▽

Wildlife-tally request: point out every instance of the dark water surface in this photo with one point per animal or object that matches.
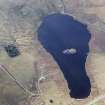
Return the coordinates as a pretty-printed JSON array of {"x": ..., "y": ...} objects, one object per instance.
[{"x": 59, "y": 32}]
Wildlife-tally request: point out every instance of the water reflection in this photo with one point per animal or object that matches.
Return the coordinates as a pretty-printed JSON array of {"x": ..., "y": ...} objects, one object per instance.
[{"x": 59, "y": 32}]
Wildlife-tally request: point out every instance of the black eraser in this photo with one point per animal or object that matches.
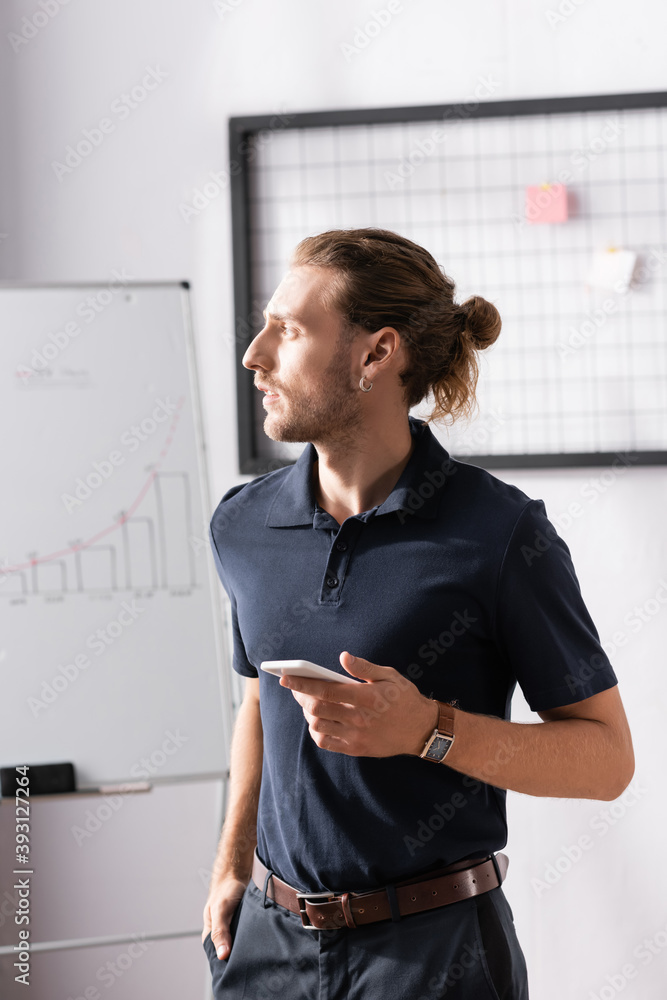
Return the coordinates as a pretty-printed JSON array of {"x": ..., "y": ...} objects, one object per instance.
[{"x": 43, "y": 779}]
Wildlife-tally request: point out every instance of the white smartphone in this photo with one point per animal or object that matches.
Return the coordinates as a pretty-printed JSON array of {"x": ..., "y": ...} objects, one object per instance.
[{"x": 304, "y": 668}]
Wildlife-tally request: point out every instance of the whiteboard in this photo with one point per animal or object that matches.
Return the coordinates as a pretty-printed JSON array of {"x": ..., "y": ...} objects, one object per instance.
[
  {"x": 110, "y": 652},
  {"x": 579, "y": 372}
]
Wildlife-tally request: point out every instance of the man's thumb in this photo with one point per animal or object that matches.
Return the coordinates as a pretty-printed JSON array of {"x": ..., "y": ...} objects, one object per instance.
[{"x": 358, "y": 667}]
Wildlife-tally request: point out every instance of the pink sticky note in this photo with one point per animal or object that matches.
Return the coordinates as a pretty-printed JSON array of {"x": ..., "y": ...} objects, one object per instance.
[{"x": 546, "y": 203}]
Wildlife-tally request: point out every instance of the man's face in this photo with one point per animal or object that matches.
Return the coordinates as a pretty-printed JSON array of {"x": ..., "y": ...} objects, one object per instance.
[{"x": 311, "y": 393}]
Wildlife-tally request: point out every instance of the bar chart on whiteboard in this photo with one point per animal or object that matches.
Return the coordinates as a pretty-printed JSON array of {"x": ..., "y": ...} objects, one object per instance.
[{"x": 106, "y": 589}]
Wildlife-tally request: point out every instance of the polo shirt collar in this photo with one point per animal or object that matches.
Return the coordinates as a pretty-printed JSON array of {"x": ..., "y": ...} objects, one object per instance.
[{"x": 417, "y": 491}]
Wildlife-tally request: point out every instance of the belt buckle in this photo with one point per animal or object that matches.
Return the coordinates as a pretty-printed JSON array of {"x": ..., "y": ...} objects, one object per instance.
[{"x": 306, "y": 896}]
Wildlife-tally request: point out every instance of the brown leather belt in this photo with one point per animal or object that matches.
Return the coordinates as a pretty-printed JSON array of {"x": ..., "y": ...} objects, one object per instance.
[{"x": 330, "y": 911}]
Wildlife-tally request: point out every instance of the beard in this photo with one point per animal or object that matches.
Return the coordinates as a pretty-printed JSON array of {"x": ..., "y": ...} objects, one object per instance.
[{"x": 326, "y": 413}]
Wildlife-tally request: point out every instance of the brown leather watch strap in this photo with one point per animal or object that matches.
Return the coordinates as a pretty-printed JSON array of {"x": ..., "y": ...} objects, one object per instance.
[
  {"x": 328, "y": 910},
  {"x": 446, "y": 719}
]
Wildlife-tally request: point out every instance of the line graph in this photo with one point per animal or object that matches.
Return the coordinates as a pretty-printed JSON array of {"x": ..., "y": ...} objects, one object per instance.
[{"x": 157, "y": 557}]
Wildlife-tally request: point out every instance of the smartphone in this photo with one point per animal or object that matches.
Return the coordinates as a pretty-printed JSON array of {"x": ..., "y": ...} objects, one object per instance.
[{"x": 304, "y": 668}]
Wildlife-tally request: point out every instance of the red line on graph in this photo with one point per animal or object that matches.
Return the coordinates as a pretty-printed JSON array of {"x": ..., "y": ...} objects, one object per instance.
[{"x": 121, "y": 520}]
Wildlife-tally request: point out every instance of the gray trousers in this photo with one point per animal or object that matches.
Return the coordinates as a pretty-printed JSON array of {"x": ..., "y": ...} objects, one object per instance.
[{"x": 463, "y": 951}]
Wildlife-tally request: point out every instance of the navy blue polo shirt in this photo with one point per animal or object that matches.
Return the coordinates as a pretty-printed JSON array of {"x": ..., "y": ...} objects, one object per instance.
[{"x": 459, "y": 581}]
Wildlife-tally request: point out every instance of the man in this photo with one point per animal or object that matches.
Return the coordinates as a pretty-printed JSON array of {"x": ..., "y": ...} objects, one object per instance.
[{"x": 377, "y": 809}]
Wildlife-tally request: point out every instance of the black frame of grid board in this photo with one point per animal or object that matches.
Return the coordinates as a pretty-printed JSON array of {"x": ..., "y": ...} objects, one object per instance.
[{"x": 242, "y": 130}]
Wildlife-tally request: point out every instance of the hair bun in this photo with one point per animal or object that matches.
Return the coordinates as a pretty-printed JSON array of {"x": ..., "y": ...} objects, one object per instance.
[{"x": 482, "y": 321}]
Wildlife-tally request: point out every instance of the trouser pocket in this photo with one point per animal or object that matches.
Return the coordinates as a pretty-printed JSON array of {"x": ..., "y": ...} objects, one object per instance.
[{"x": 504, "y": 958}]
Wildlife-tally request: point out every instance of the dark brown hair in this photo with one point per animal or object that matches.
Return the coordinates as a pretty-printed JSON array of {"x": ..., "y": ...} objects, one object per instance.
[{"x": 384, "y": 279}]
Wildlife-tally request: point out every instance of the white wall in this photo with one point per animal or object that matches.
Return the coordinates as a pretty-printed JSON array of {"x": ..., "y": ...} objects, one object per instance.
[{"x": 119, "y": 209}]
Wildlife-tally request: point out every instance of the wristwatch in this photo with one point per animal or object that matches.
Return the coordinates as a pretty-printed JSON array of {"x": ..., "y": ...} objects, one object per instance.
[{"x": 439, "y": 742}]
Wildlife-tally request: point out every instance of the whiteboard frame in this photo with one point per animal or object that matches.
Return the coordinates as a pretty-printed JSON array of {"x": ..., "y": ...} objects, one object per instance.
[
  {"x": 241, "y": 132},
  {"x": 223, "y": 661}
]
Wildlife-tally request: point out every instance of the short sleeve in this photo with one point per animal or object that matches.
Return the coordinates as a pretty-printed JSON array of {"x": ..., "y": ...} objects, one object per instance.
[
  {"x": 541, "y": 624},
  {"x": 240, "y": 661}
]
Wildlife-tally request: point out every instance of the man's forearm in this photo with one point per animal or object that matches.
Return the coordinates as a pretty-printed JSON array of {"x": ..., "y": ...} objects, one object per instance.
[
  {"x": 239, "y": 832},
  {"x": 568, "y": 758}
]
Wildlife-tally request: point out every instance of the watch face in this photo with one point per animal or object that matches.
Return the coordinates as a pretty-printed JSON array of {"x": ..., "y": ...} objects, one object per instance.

△

● **Requirement**
Write out all of the lines above again, swapping each "Wildlife-tally request" for "Counting request" and keeping everything else the same. Leave out the pictures.

● **Exercise result**
Counting request: point out every instance of the dark water surface in this photo with one point per animal or object that matches.
Return the coordinates as a pretty-printed JSON array of {"x": ..., "y": ...} objects, one object per instance.
[{"x": 59, "y": 32}]
Counting request: point out every instance of the water reflection in this photo with one point per animal or object that matches.
Return the coordinates as a pretty-printed JSON array of {"x": ..., "y": ...} objects, one object per instance.
[{"x": 59, "y": 32}]
Counting request: point out every instance of the black eraser in this photo with one point per animal or object that matches.
Return the coordinates as a pretty-printed JSON array of {"x": ..., "y": ...} objects, one object per instance.
[{"x": 43, "y": 779}]
Counting request: point out every instance of the white smartphone in this photo with one point per animal or object that matches.
Return the coordinates as a pretty-printed JSON array of {"x": ..., "y": ...} objects, one object per instance.
[{"x": 304, "y": 668}]
Counting request: point out every instance of the whiteboard in this photo with one point per animal or object that matches.
Return the coordinates as a pretty-printed JSON array of {"x": ..., "y": ...} objects, one object per instance.
[
  {"x": 110, "y": 652},
  {"x": 579, "y": 372}
]
Counting request: point out every instance of the man's thumb in this photo with one point per animal or object that matches.
Return the coordinates as a pretty-printed JSON array of {"x": ..., "y": ...} objects, one object per instance.
[{"x": 358, "y": 667}]
Counting request: point out every instance of the pink sticky note in this photo with one point per animal or object that matches.
Return the coordinates as a pretty-printed JSON array of {"x": ..., "y": ...} objects, one object per instance.
[{"x": 546, "y": 203}]
Counting request: point out every instance of the man's face in this photo with one point per animal or object that matches.
Return the coordinates as a pretty-printed JSON array of {"x": ..., "y": ...} objects, one object per instance.
[{"x": 311, "y": 393}]
Counting request: point out every instance of the bar chart on whiteboard in this photo with one point per animal or object that matches.
Return the coordinates as a pretty-printed JSON array of {"x": ..., "y": ...} objects, one object per instance.
[{"x": 106, "y": 589}]
Counting request: point out every instance of the polo shirt collar in this photo with one point per animal or object that matches.
Return the coordinates as a pretty-printed JSON array of {"x": ..., "y": ...} objects, one object per instance.
[{"x": 417, "y": 491}]
Counting request: point out every instance of the belt buckle in this photo with one point per animal or object that matches.
Return the coordinates as a pretty-printed JSON array of {"x": ..., "y": ...} objects, one object per instance.
[{"x": 306, "y": 896}]
Counting request: point out every instance of the brown leather belt in this photo with one point per animal or object that matches.
Return the coordinates as a pretty-printed JSON array of {"x": ..., "y": ...} objects, one object per instance.
[{"x": 330, "y": 911}]
Counting request: point out every instance of the beard in this photo with one point per animal or object that matches.
Return the coordinates as a pretty-printed JSON array of {"x": ..., "y": ...} objects, one object per instance.
[{"x": 326, "y": 413}]
Counting request: point out every instance of the brown leather watch strap in this photo with one point per animal or object that matches.
Return the coordinates as a pretty-printed JSON array of {"x": ..., "y": ...} objects, one object per instance.
[
  {"x": 328, "y": 910},
  {"x": 446, "y": 719}
]
Counting request: point out every instance of the line graph in this photo with one point per animal or object that matches.
Return the coordinates as a pretty-printed JSON array of {"x": ..., "y": ...} objects, one object per instance.
[{"x": 157, "y": 557}]
Counting request: point out every instance of the smartphone in this photo with one point per animal or object that matches.
Return the coordinates as a pretty-printed JSON array of {"x": ..., "y": ...} objects, one object per instance.
[{"x": 304, "y": 668}]
Counting request: point out every instance of the red line on graph in this photo with one point per animal or object that matches.
Return the coordinates as a pretty-printed JSON array of {"x": ..., "y": ...} objects, one object per instance.
[{"x": 121, "y": 520}]
Counting request: point out every instance of the gray trousers in this photo with one point per animal or object that matches.
Return the coordinates as a pretty-printed JSON array of {"x": ..., "y": ...} objects, one object per instance.
[{"x": 463, "y": 951}]
Counting request: point out every instance of the navy blue polo shirt in this photo with one point per animal or object that matches.
Return the coordinates as a pretty-printed JSON array of {"x": ..., "y": ...} objects, one object per instance.
[{"x": 459, "y": 581}]
Counting request: point out every instance of the man in this photo with one point per animal or object that matches.
Return the coordinates as a pretty-printed JSON array of {"x": ..., "y": ...} objects, one object per instance.
[{"x": 377, "y": 809}]
Counting request: point out every instance of the black frame of grid board in this photo with one point per animal or object that matches.
Return the coordinates as a pretty-printed JSON array of {"x": ..., "y": ...} objects, one object per instance.
[{"x": 242, "y": 130}]
Counting request: point out every instance of the hair bun in this photo with one point per animal or object that matches.
Return the coordinates as a pretty-printed JSON array of {"x": ..., "y": ...} objects, one object per instance.
[{"x": 482, "y": 321}]
Counting request: point out every instance of the trouser pocket in this photo with one point per animal or object that matches.
Return the coordinates as a pretty-printed JSON array of {"x": ..., "y": ...} objects, one object per instance.
[{"x": 504, "y": 958}]
Counting request: point out every instance of the dark brown hair in this photo with one point per animal or object that matches.
Return the coordinates as a pretty-printed JSON array of {"x": ..., "y": ...} objects, one object per instance.
[{"x": 384, "y": 279}]
Counting request: point out every instance of the white wall in this photo with one point per animal or object that matches.
Return the coordinates as a pretty-printed JSON array of {"x": ..., "y": ...} objects, one object per instance.
[{"x": 119, "y": 209}]
Counting request: point out every instance of the wristwatch in this photo with one point per animal or object that matches.
Return the coordinates as a pretty-printed JSON array of {"x": ..., "y": ...} objects, one object per instance.
[{"x": 439, "y": 742}]
Counting request: point out every instance of the whiteboard frame in this photo with one point per animal or object that matches.
Return the coordinates as a pretty-printed JSON array of {"x": ..., "y": ...} objects, one object per instance.
[
  {"x": 241, "y": 132},
  {"x": 223, "y": 661}
]
Counting request: point out every instance of the short sleeve in this photo with one point per animal or object that matches.
Return the coordinates as a pretty-printed JSON array of {"x": ..., "y": ...} objects, one object per instance.
[
  {"x": 541, "y": 624},
  {"x": 240, "y": 661}
]
Counting request: point out every instance of the man's forearm in this photo with one point per animal or object that matches.
Return the coordinates as a pretty-printed JSON array of {"x": ..., "y": ...} objects, one object per instance.
[
  {"x": 239, "y": 832},
  {"x": 568, "y": 758}
]
Counting request: point out every instance of the watch face in this photo with one point per animal or object that matches.
Return the coordinates as a pretty-printed JSON array of {"x": ..., "y": ...} objects, one object per instance.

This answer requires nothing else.